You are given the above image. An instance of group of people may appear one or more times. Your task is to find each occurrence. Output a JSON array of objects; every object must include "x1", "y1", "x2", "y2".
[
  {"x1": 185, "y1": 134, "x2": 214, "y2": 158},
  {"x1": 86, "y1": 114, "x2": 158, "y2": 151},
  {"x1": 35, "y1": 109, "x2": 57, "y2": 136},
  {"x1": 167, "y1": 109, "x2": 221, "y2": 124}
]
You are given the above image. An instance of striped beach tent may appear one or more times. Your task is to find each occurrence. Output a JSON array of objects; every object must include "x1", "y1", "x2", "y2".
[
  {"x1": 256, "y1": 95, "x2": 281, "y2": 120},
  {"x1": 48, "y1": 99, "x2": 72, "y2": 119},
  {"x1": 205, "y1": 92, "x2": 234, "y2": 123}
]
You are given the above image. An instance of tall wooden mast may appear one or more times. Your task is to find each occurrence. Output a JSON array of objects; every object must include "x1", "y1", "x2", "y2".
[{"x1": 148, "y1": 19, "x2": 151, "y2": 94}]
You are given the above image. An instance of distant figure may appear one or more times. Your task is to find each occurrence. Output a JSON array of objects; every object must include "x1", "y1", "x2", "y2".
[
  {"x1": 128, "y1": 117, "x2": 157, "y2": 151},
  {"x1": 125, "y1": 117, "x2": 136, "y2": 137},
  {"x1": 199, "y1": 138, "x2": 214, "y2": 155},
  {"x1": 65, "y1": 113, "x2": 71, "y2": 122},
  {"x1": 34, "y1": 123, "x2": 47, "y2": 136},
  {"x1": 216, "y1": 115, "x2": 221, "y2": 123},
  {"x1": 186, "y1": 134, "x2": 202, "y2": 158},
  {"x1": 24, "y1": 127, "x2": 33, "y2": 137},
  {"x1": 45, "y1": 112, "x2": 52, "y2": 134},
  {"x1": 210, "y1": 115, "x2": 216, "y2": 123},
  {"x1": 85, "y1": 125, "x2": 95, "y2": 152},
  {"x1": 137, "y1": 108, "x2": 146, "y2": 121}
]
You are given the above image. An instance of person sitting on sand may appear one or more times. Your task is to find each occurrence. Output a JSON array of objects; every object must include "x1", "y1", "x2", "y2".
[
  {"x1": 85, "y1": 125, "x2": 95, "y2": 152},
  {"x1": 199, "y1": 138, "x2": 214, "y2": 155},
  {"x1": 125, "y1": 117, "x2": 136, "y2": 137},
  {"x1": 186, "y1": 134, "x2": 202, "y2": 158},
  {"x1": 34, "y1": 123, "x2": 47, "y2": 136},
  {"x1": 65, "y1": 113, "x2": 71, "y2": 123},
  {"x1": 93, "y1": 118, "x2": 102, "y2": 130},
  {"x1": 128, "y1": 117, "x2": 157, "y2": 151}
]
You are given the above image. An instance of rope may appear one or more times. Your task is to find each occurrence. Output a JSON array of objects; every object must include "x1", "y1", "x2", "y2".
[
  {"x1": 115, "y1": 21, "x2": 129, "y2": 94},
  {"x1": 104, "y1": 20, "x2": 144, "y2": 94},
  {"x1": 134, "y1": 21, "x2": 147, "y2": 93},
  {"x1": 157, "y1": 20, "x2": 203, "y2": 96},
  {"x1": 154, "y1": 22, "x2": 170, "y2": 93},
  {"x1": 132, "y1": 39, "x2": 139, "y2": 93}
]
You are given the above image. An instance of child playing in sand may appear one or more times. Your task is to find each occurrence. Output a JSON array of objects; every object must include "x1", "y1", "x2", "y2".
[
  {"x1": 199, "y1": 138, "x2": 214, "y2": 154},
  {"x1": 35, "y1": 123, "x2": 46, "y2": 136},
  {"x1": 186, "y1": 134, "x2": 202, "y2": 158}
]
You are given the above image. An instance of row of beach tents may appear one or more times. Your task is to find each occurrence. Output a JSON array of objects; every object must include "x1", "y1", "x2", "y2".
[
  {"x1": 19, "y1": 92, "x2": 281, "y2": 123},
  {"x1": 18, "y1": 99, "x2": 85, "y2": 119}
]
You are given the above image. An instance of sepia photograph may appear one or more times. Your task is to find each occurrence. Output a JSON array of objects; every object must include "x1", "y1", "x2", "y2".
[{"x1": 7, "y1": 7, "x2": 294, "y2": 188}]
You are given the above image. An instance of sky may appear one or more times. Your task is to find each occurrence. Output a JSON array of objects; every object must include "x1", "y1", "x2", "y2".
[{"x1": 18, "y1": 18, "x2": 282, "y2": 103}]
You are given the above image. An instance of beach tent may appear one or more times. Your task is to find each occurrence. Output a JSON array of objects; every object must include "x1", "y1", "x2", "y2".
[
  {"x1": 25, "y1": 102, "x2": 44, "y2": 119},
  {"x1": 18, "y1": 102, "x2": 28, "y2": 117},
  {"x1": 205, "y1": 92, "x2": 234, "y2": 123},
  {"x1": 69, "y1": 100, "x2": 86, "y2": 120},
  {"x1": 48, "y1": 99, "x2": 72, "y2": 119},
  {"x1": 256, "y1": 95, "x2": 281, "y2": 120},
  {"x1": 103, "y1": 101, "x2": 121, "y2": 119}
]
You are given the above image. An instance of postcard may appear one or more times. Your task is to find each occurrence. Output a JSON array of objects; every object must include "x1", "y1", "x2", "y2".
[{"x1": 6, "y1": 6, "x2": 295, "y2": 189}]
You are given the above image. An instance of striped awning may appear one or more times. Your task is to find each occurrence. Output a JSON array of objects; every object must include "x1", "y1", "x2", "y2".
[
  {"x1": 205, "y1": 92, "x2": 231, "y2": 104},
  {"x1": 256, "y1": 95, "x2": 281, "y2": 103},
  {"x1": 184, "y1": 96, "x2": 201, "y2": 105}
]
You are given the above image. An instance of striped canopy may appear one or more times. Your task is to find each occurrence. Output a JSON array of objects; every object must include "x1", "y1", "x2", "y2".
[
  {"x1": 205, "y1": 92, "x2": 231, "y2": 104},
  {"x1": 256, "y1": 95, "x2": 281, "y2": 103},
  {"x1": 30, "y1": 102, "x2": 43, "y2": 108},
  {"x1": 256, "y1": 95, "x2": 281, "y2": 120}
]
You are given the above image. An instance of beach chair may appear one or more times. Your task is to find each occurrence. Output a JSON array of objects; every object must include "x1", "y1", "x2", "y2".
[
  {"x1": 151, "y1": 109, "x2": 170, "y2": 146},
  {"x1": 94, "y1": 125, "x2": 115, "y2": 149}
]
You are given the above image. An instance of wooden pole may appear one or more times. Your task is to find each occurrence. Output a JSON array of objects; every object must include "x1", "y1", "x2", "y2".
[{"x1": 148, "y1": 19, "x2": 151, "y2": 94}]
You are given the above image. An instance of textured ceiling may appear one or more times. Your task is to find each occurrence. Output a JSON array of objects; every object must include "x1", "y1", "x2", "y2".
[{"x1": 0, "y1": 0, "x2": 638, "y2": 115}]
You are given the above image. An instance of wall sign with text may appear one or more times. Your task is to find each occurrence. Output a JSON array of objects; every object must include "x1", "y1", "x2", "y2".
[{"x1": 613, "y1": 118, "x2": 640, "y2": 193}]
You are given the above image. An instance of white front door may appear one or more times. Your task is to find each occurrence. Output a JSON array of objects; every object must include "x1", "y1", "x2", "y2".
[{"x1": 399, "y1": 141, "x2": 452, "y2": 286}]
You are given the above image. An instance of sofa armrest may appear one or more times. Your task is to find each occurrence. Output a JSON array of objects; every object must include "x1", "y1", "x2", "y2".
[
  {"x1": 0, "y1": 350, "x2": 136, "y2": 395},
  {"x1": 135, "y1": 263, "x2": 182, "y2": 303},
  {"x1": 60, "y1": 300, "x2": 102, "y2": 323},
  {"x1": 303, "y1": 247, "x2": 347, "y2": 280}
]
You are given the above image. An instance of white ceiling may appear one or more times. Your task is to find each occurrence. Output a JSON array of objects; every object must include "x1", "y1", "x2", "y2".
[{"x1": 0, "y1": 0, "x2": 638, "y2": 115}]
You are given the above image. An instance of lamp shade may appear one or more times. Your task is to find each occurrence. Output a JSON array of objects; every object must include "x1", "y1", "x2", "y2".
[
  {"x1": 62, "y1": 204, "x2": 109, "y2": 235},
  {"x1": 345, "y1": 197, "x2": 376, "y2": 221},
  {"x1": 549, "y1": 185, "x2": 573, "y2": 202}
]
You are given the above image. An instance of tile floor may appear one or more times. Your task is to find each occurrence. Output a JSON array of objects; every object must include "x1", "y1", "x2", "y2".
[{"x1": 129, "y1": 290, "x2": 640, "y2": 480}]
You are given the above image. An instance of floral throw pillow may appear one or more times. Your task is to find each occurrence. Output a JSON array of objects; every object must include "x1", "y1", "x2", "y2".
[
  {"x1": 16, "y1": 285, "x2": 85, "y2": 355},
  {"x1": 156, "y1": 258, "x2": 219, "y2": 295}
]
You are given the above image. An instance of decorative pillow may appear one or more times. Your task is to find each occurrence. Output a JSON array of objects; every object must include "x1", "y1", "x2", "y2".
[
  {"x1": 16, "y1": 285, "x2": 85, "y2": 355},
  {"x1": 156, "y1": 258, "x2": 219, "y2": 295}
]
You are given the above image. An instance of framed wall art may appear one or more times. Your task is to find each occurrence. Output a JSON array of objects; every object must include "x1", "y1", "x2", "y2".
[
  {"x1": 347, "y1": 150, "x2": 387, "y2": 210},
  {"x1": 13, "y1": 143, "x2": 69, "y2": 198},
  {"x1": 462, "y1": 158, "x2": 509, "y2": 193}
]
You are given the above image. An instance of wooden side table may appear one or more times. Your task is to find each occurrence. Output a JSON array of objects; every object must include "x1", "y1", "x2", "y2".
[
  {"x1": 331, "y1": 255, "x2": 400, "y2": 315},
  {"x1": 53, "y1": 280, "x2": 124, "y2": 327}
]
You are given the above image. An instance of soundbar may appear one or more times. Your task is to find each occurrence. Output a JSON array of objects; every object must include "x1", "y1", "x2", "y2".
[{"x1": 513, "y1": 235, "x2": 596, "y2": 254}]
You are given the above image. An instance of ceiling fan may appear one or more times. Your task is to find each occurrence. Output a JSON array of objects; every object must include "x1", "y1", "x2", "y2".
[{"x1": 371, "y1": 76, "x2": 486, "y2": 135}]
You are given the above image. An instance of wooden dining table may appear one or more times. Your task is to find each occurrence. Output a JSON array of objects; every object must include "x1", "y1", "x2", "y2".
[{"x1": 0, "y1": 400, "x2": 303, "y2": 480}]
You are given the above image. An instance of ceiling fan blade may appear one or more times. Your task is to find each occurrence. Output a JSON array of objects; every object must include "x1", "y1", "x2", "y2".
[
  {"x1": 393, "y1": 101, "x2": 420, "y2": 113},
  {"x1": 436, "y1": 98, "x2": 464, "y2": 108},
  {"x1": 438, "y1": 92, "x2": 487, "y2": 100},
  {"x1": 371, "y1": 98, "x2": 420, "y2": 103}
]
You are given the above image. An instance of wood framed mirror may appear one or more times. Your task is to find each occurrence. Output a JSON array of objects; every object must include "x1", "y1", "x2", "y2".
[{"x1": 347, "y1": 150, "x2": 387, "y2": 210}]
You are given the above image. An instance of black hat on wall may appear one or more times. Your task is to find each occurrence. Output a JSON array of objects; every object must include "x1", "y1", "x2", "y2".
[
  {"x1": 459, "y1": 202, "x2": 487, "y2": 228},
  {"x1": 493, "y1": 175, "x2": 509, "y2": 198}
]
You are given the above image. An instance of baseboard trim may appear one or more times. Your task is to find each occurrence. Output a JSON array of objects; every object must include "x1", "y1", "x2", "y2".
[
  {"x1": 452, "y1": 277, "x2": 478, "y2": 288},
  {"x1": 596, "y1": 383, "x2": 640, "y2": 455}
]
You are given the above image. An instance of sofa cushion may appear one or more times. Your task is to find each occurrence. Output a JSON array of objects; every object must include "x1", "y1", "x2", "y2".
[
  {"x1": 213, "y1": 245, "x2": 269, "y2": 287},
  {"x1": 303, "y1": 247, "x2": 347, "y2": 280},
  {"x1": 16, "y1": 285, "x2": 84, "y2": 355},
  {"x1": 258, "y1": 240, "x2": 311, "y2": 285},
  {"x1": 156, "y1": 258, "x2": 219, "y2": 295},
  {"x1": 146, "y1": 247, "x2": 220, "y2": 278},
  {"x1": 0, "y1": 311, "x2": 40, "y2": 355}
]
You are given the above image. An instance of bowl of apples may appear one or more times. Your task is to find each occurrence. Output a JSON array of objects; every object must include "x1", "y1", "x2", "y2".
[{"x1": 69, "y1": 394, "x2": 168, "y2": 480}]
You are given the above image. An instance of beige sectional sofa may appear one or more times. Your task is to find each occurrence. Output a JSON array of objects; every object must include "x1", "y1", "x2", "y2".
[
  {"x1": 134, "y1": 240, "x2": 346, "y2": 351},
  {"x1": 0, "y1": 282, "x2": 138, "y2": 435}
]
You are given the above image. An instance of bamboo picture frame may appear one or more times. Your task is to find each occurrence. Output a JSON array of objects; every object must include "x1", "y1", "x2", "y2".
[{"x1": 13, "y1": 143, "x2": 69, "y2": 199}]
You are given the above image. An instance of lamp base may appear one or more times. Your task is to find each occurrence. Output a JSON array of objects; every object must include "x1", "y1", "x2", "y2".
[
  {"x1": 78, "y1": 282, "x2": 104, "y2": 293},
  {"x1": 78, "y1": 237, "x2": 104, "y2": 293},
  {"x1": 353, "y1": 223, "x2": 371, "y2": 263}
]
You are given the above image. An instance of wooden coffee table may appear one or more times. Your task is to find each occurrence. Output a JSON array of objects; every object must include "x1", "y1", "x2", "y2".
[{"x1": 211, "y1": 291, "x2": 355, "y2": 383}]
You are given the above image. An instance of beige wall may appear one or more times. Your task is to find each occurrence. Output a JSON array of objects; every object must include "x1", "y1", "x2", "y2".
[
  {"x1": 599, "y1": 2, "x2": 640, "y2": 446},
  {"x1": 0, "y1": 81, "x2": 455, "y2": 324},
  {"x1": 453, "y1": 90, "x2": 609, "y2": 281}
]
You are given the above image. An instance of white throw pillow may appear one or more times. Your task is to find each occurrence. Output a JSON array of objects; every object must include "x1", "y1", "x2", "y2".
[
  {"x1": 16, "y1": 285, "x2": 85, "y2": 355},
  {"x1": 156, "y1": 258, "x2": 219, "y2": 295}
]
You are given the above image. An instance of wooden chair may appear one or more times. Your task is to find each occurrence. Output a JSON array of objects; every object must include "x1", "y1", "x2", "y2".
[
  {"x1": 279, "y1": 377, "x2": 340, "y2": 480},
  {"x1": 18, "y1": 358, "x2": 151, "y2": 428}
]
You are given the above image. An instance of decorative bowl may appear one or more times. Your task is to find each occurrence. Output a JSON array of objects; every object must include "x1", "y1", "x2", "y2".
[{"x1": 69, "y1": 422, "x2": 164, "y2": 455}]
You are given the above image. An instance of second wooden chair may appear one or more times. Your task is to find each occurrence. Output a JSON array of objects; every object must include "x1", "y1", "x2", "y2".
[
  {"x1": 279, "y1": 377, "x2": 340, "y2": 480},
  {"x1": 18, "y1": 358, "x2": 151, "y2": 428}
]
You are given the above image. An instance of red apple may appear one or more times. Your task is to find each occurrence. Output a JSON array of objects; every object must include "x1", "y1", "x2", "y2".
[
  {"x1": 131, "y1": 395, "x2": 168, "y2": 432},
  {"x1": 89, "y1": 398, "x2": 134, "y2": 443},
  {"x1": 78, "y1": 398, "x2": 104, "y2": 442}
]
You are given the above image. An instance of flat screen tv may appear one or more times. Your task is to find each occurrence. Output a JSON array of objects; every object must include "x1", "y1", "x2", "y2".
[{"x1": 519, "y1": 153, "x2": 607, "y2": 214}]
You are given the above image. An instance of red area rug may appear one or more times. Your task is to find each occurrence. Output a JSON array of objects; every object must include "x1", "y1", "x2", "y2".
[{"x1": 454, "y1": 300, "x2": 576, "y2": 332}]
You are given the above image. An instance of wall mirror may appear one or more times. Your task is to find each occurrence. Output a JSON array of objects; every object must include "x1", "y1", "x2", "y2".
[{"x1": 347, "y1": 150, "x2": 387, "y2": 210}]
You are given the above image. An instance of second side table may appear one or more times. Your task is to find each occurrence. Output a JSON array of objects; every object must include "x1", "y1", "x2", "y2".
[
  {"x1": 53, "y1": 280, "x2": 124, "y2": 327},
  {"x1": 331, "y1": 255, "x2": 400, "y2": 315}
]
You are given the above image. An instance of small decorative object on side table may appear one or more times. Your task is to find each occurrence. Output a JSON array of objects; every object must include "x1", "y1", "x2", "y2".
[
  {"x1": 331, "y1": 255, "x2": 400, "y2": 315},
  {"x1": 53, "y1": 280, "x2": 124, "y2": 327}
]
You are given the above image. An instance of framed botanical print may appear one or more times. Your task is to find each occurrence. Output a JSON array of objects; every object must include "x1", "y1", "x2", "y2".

- [Prompt]: Can you quote exactly the lines from the one containing "You are given the above image. An instance of small" through the last line of the records above, and nothing else?

- [Right answer]:
You are given the above image. An instance of small decorative object on side table may appear one or more times. Your task is to find each occurrence. Output a JSON array of objects; every object must include "x1", "y1", "x2", "y2".
[
  {"x1": 331, "y1": 255, "x2": 400, "y2": 315},
  {"x1": 53, "y1": 280, "x2": 124, "y2": 327}
]
You are given the above image. An instance of framed botanical print may appear one or more times. Your task is to find each occurrence. Output a JSON array of objects; every object must include "x1", "y1", "x2", "y2".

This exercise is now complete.